[Collection entries]
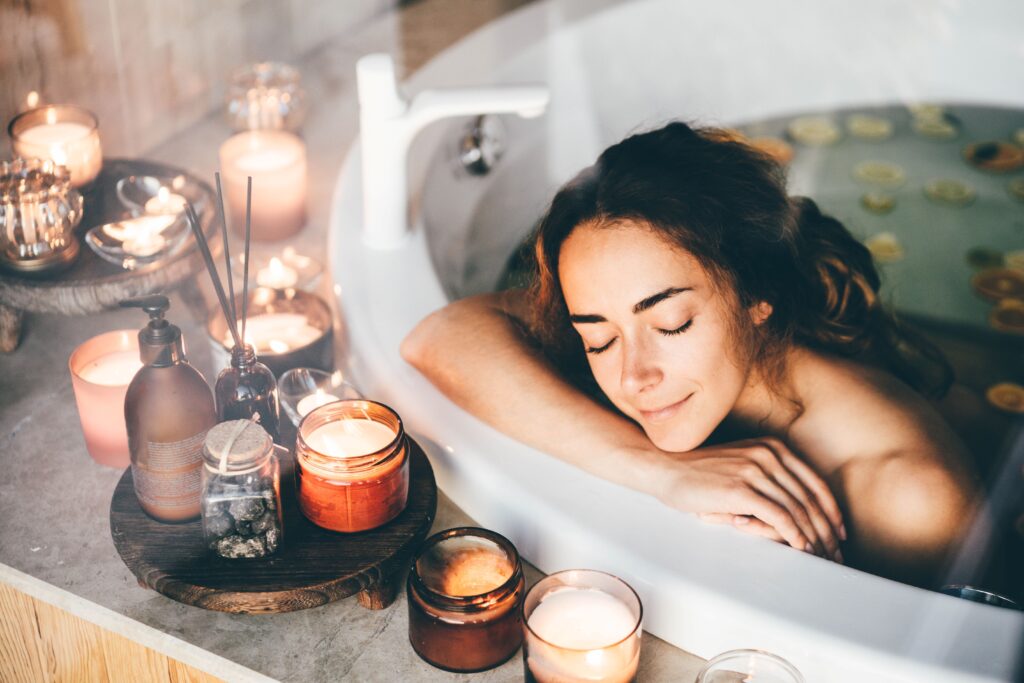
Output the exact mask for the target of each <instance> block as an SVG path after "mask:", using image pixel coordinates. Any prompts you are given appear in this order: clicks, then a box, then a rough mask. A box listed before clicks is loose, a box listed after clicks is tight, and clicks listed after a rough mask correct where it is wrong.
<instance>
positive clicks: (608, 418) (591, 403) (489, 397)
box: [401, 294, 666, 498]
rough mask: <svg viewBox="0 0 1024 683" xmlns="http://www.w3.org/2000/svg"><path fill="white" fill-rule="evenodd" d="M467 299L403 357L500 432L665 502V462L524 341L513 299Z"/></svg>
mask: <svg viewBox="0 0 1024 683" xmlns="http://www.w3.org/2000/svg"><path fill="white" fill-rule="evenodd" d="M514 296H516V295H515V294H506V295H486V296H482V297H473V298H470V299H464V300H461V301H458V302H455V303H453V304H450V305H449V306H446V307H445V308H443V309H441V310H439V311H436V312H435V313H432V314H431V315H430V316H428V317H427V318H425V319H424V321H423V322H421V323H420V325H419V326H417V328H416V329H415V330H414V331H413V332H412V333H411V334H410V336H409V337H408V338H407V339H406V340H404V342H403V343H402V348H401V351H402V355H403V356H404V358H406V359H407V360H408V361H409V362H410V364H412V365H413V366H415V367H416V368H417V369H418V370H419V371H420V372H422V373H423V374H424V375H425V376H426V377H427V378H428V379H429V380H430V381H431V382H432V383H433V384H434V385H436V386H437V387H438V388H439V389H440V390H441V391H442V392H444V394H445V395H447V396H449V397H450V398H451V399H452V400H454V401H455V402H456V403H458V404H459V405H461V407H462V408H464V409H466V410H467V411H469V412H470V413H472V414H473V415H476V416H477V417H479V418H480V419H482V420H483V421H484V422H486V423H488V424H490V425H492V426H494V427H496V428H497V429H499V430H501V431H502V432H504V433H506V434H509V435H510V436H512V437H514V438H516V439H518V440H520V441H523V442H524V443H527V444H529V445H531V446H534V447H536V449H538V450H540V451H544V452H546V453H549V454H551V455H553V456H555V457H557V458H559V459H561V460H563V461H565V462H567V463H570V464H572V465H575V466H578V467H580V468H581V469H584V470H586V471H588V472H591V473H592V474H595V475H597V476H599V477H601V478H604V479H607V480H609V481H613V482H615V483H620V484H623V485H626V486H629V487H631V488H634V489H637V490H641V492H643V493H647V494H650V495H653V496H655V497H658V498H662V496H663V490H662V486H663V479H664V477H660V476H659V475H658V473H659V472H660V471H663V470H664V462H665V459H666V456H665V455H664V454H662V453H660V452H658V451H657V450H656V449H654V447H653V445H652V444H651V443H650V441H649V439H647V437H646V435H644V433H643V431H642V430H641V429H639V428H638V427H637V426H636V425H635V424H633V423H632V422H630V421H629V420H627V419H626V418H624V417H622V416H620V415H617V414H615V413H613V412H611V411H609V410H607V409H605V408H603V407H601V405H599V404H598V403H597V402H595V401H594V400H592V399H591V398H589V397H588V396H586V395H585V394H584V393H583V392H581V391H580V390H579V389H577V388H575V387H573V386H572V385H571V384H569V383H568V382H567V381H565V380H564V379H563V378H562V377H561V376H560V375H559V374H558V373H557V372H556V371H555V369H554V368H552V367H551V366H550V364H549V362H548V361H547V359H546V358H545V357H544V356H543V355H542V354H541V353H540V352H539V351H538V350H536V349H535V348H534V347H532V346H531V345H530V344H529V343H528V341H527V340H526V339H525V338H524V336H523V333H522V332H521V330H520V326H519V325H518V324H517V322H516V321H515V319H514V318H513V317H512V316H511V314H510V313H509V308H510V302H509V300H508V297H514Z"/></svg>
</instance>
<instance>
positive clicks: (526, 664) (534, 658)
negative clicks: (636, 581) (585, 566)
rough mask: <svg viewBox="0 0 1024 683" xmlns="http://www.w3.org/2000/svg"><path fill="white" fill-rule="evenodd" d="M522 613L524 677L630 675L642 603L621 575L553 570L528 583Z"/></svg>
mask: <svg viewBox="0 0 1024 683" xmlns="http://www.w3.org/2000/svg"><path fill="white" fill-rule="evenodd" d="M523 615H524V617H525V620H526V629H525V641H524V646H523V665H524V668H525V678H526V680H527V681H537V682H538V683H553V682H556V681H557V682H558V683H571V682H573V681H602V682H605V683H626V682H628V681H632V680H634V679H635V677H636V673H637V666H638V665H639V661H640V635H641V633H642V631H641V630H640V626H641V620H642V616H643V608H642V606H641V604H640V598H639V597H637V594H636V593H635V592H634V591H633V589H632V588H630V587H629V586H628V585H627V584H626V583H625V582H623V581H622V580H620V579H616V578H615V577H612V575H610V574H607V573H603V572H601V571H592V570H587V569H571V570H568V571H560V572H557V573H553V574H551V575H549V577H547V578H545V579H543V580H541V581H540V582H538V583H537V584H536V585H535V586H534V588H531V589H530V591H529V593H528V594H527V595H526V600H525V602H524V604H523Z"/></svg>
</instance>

[WHAT YOU HAVE TO DO] Retype the data above as given, letting no picture into the copy.

[RESPONSE]
Output the exact mask for the target of each <instance> block as an SVG path after "mask:", using image pixel coordinates. Any prompts you are given appear in this order: clicks, then a box, then a rough mask. A box listed before clicks is loose, a box listed after clicks is tight, and clicks listed after a rough mask correct where it is wrong.
<instance>
positive clicks: (608, 418) (591, 403) (489, 397)
box: [401, 294, 666, 498]
rough mask: <svg viewBox="0 0 1024 683" xmlns="http://www.w3.org/2000/svg"><path fill="white" fill-rule="evenodd" d="M467 299L403 357L500 432L665 502V462L524 341L513 299Z"/></svg>
mask: <svg viewBox="0 0 1024 683" xmlns="http://www.w3.org/2000/svg"><path fill="white" fill-rule="evenodd" d="M514 296H516V295H515V294H506V295H486V296H482V297H473V298H470V299H464V300H461V301H458V302H455V303H453V304H450V305H449V306H446V307H445V308H443V309H441V310H439V311H436V312H435V313H432V314H431V315H430V316H428V317H427V318H425V319H424V321H423V322H421V323H420V325H419V326H417V328H416V329H415V330H414V331H413V332H412V333H411V334H410V336H409V337H408V338H407V339H406V340H404V342H403V343H402V348H401V351H402V355H403V356H404V358H406V359H407V360H408V361H409V362H410V364H412V365H413V366H415V367H416V368H417V369H418V370H419V371H420V372H422V373H423V374H424V375H425V376H426V377H427V378H428V379H429V380H430V381H431V382H432V383H433V384H434V385H436V386H437V387H438V388H439V389H440V390H441V391H442V392H444V394H445V395H447V396H449V397H450V398H451V399H452V400H454V401H455V402H456V403H458V404H459V405H461V407H462V408H464V409H466V410H467V411H469V412H470V413H472V414H473V415H476V416H477V417H479V418H480V419H482V420H483V421H484V422H486V423H488V424H490V425H492V426H494V427H496V428H497V429H499V430H501V431H502V432H504V433H506V434H509V435H510V436H512V437H514V438H516V439H518V440H520V441H523V442H524V443H527V444H529V445H531V446H534V447H536V449H538V450H540V451H544V452H546V453H549V454H551V455H553V456H555V457H557V458H559V459H561V460H563V461H565V462H567V463H570V464H572V465H575V466H578V467H580V468H581V469H584V470H586V471H588V472H591V473H592V474H595V475H597V476H599V477H601V478H604V479H607V480H609V481H613V482H615V483H620V484H623V485H626V486H629V487H631V488H634V489H637V490H641V492H643V493H647V494H650V495H653V496H655V497H658V498H662V496H663V490H662V486H663V479H664V477H660V476H659V475H658V473H659V472H660V471H663V470H664V462H665V459H666V456H665V455H664V454H662V453H660V452H658V451H657V450H656V449H654V447H653V445H652V444H651V443H650V441H649V439H647V437H646V435H644V433H643V431H642V430H641V429H639V428H638V427H637V426H636V425H635V424H633V423H632V422H630V421H629V420H627V419H626V418H624V417H622V416H620V415H617V414H615V413H613V412H611V411H609V410H607V409H605V408H603V407H601V405H599V404H598V403H597V402H595V401H594V400H592V399H591V398H589V397H588V396H586V395H585V394H584V393H583V392H581V391H580V390H579V389H577V388H575V387H573V386H572V385H571V384H569V383H568V382H567V381H565V380H564V379H563V378H562V377H561V376H560V375H559V374H558V373H557V372H556V371H555V369H554V368H552V367H551V366H550V364H549V362H548V361H547V359H546V358H545V357H544V356H543V355H542V354H541V353H540V352H539V351H538V350H536V349H535V348H534V347H532V346H531V345H530V344H529V343H528V341H527V340H526V339H525V338H524V336H523V333H522V332H521V330H520V326H519V325H518V324H517V322H516V321H515V319H514V318H513V317H512V316H511V314H510V313H509V308H510V302H509V300H508V297H514Z"/></svg>
</instance>
<instance>
positive clicks: (526, 664) (534, 658)
negative clicks: (636, 581) (585, 566)
rough mask: <svg viewBox="0 0 1024 683" xmlns="http://www.w3.org/2000/svg"><path fill="white" fill-rule="evenodd" d="M522 613L524 677L630 675L642 603L621 575L553 570L528 583Z"/></svg>
mask: <svg viewBox="0 0 1024 683" xmlns="http://www.w3.org/2000/svg"><path fill="white" fill-rule="evenodd" d="M523 615H524V617H525V620H526V629H525V641H524V646H523V665H524V668H525V678H526V680H527V681H537V682H538V683H553V682H556V681H557V682H558V683H571V682H573V681H602V682H605V683H626V682H628V681H632V680H634V679H635V677H636V673H637V666H638V665H639V661H640V635H641V633H642V631H641V630H640V626H641V620H642V616H643V608H642V606H641V604H640V598H639V597H637V594H636V593H635V592H634V591H633V589H632V588H630V587H629V586H628V585H627V584H626V583H625V582H623V581H622V580H620V579H616V578H615V577H612V575H610V574H607V573H603V572H601V571H592V570H587V569H571V570H568V571H560V572H557V573H553V574H551V575H549V577H547V578H545V579H543V580H541V581H540V582H538V583H537V584H536V585H535V586H534V588H531V589H530V591H529V593H528V594H527V595H526V600H525V602H524V604H523Z"/></svg>
</instance>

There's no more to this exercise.